Pointing and labeling records
------------------------------

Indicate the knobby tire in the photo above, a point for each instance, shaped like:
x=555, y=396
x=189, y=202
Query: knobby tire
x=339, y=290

------------------------------

> _Problem to solve_: Rewrite the records above, changing "knobby tire" to "off-road tire" and leaving everything else the same.

> _Solution for this task_:
Indicate the off-road tire in the photo above, a point for each instance, shaped like:
x=555, y=396
x=189, y=202
Query: off-road tire
x=339, y=290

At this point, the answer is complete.